• _The task_:
Repeat back the entries that follow, keeping every word as it is.

• _Provided entries_:
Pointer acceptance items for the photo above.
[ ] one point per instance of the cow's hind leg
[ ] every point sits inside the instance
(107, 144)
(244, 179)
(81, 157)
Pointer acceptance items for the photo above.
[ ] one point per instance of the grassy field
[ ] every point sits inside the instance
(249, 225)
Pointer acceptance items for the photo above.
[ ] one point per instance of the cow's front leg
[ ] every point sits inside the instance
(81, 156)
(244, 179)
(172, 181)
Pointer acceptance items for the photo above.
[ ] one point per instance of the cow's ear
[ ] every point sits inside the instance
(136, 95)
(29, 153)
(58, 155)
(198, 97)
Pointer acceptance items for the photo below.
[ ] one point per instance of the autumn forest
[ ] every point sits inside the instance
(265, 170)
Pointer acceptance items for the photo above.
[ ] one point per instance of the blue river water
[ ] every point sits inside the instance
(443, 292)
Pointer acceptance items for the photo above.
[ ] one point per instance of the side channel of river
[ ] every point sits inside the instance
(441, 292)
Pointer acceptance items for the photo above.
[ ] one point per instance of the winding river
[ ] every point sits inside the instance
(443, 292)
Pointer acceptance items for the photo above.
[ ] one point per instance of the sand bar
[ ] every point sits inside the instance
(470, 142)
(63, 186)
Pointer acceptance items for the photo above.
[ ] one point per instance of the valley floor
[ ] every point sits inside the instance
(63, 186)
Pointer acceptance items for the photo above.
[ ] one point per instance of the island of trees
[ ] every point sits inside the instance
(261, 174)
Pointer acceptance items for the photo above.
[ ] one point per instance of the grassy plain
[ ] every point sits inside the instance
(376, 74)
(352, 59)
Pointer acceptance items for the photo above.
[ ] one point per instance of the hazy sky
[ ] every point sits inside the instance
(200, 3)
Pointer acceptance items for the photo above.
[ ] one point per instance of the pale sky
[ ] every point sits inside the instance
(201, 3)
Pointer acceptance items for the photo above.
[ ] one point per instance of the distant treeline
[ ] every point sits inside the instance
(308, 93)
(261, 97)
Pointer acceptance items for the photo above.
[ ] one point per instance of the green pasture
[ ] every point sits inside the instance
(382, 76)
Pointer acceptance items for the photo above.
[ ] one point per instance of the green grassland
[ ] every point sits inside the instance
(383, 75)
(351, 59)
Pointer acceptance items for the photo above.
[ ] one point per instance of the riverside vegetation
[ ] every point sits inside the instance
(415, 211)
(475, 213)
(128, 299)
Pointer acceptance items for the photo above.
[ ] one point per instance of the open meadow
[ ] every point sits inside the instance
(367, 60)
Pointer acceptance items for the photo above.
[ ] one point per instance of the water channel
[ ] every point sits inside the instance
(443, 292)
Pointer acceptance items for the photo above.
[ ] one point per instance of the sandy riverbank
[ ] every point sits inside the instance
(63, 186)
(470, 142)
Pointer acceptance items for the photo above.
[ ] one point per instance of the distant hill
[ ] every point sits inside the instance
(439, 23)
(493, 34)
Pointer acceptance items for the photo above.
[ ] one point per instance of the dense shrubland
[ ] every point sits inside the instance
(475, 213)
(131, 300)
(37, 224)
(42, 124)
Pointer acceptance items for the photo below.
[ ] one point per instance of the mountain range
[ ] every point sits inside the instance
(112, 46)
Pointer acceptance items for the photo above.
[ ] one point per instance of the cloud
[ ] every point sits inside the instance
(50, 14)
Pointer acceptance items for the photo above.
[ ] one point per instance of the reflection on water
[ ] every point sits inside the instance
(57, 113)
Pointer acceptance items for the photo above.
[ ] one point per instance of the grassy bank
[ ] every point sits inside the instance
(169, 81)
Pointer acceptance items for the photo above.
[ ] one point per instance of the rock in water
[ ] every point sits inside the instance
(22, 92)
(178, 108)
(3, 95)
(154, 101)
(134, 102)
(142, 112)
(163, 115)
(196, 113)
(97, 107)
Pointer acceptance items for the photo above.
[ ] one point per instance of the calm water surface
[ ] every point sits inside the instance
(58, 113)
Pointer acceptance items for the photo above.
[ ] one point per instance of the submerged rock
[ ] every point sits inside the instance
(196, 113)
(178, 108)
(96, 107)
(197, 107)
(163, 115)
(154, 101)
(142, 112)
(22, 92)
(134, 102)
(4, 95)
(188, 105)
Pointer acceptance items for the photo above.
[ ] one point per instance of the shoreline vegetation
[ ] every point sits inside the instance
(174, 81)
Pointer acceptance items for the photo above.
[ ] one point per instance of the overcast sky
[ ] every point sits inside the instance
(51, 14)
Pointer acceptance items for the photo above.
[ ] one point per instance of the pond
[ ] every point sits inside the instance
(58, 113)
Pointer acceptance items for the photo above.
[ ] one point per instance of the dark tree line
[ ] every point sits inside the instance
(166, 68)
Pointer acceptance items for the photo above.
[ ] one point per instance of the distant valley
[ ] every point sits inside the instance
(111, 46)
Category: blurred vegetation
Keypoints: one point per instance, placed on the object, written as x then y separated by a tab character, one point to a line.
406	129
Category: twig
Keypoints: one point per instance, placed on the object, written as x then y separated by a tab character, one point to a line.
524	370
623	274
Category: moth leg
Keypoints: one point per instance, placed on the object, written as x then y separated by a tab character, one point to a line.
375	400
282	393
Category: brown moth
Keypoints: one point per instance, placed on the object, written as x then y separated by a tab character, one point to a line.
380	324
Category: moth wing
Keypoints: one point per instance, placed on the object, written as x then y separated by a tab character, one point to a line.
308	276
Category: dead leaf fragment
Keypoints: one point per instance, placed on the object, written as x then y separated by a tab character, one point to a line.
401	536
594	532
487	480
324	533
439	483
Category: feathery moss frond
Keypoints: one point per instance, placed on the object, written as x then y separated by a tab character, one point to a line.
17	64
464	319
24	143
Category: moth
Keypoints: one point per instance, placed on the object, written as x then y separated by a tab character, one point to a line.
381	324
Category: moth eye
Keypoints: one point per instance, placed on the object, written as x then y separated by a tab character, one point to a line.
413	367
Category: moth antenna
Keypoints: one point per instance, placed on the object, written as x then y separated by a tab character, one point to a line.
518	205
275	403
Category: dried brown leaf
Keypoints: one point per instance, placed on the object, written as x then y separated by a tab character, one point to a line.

• _Result of the exercise_:
Pointer acceptance items for the photo above.
[ ] one point per instance of the cow's hind leg
[ ] every point sits inside the instance
(107, 144)
(244, 179)
(81, 157)
Pointer acceptance items for the photo above.
[ ] one point per instance of the grassy field
[ ] every point sits inside the instance
(249, 225)
Pointer acceptance items for the photo above.
[ ] one point per instance of the cow's front leg
[ ] every point sits inside the instance
(81, 156)
(244, 179)
(172, 181)
Pointer acceptance items for the photo above.
[ ] one point per instance of the cow's ear
[ ] every point sits inside the instance
(136, 95)
(29, 153)
(58, 155)
(198, 97)
Pointer acceptance items for the photo below.
[ ] one point per instance of the autumn forest
[ ] every point sits inside the instance
(265, 170)
Pointer acceptance items for the photo above.
[ ] one point per instance of the blue river water
[ ] every point sits inside the instance
(443, 292)
Pointer acceptance items for the photo above.
[ ] one point per instance of the side channel of river
[ ] every point sits inside the instance
(441, 292)
Pointer acceptance items for the photo above.
[ ] one point per instance of the winding river
[ ] every point sits inside the instance
(443, 292)
Pointer acceptance items for the photo above.
[ ] one point per instance of the sand bar
[ ] every point sits inside the instance
(470, 142)
(63, 186)
Pointer acceptance items for the photo above.
[ ] one point per instance of the valley floor
[ ] every point sits inside the instance
(63, 186)
Pointer acceptance items for the photo above.
[ ] one point per instance of the island of trees
[ ] every point sits inside the instance
(261, 174)
Pointer acceptance items for the photo above.
[ ] one point per instance of the grassy plain
[ ] every point sits inside the instance
(376, 74)
(352, 59)
Pointer acceptance items for the photo above.
[ ] one point per instance of the hazy sky
[ ] every point sits inside the instance
(200, 3)
Pointer acceptance items for the photo above.
[ ] one point per instance of the pale sky
[ ] every point sits inside the instance
(201, 3)
Pointer acceptance items for the photo above.
[ ] one point per instance of the distant treeline
[ ] every point sits inside the instance
(308, 93)
(261, 97)
Pointer acceptance items for the photo above.
[ ] one point per instance of the green pasture
[ ] every point sits inside the instance
(382, 76)
Pointer acceptance items for the photo above.
[ ] one point per instance of the green grassland
[ ] every point sits inside the instance
(383, 75)
(351, 59)
Pointer acceptance items for the photo above.
[ ] one point per instance of the riverside vegetation
[ ] every point sits inside the instance
(415, 211)
(475, 213)
(128, 299)
Pointer acceptance items for the photo above.
[ ] one point per instance of the open meadow
[ ] every point sits inside the instance
(367, 60)
Pointer acceptance items for the photo above.
[ ] one point per instance of the water channel
[ ] every point sits inside the instance
(443, 292)
Pointer acceptance items for the photo above.
[ ] one point per instance of the sandy riverbank
[ ] every point sits inside the instance
(63, 186)
(470, 142)
Pointer acceptance items for the photo above.
[ ] one point per instance of the distant hill
[ ] every point sits inside the instance
(439, 23)
(493, 34)
Pointer acceptance items for the photo above.
[ ] one point per instance of the dense shrubland
[ ] every point sits inside the instance
(475, 213)
(131, 300)
(37, 224)
(42, 124)
Pointer acceptance items for the photo below.
[ ] one point per instance of the mountain range
[ ] every point sits inside the instance
(112, 46)
Pointer acceptance items for the photo above.
[ ] one point per instance of the cloud
[ ] every point sits inside the instance
(50, 14)
Pointer acceptance items for the photo above.
[ ] one point per instance of the reflection on water
[ ] every point sits inside the instance
(57, 113)
Pointer acceptance items for the photo above.
[ ] one point per instance of the grassy bank
[ ] every point sits inside the instance
(169, 81)
Pointer acceptance items for the photo above.
[ ] one point per instance of the rock in water
[ ] every point sits inside the instance
(22, 92)
(178, 108)
(3, 95)
(154, 101)
(134, 102)
(142, 112)
(163, 115)
(196, 113)
(97, 107)
Pointer acceptance items for the photo above.
[ ] one point per instance of the calm water surface
[ ] every point sits inside the instance
(58, 113)
Pointer acceptance items for the photo above.
[ ] one point per instance of the submerged rock
[ ] every point sits inside the instance
(196, 113)
(178, 108)
(96, 107)
(197, 107)
(163, 115)
(154, 101)
(142, 112)
(22, 92)
(134, 102)
(4, 95)
(188, 105)
Pointer acceptance items for the photo above.
[ ] one point per instance of the shoreline vegetation
[ ] every point sits inside the instance
(174, 81)
Pointer acceptance items for the photo above.
[ ] one point per instance of the overcast sky
[ ] every point sits inside the instance
(51, 14)
Pointer acceptance items for the photo above.
[ ] one point per instance of the pond
[ ] every point sits inside the instance
(58, 113)
Pointer acceptance items for the photo above.
[ ] one point per instance of the dark tree line
[ ] every point sits inside the instance
(166, 68)
Pointer acceptance items for the photo above.
[ ] one point per instance of the distant valley
[ ] every point sits inside the instance
(111, 46)
Category: blurred vegetation
Keypoints: one point per instance, placed on the object, written as x then y separated by a tab character, one point to a line.
406	129
Category: twig
Keypoints: one point per instance, placed on the object, written as x then y separated by a tab character, one point to a line.
524	370
623	274
Category: moth leg
Keypoints: one point per instance, placed on the object, written as x then y separated by a tab character, one point to a line.
375	400
282	393
Category: brown moth
Keypoints: one point per instance, placed on the object, written as x then y separated by a tab character, one point to a line.
380	324
Category: moth wing
Keypoints: one point per instance, placed on the object, written as x then y separated by a tab character, one point to a line.
308	276
Category: dead leaf fragment
Keypoints: one point per instance, placed on the object, written as x then y separated by a tab character, one point to a line.
401	536
594	532
487	480
324	533
439	483
Category: feathery moss frond
Keypoints: one point per instance, placed on the object, written as x then y separated by a tab character, one point to a line.
17	64
464	319
24	143
Category: moth
Keypoints: one point per instance, placed on the object, written as x then y separated by a tab character, one point to a line.
381	324
Category: moth eye
Keypoints: one point per instance, placed on the object, written as x then y separated by a tab character, one point to a line.
413	367
Category: moth antenna
Keypoints: one point per instance, placed on the object, written as x then y separated by a tab character, one point to a line.
518	205
275	403
Category: dried brown leaf
Keypoints: one point per instance, placed on the object, written as x then y separated by a tab character, one point to a line.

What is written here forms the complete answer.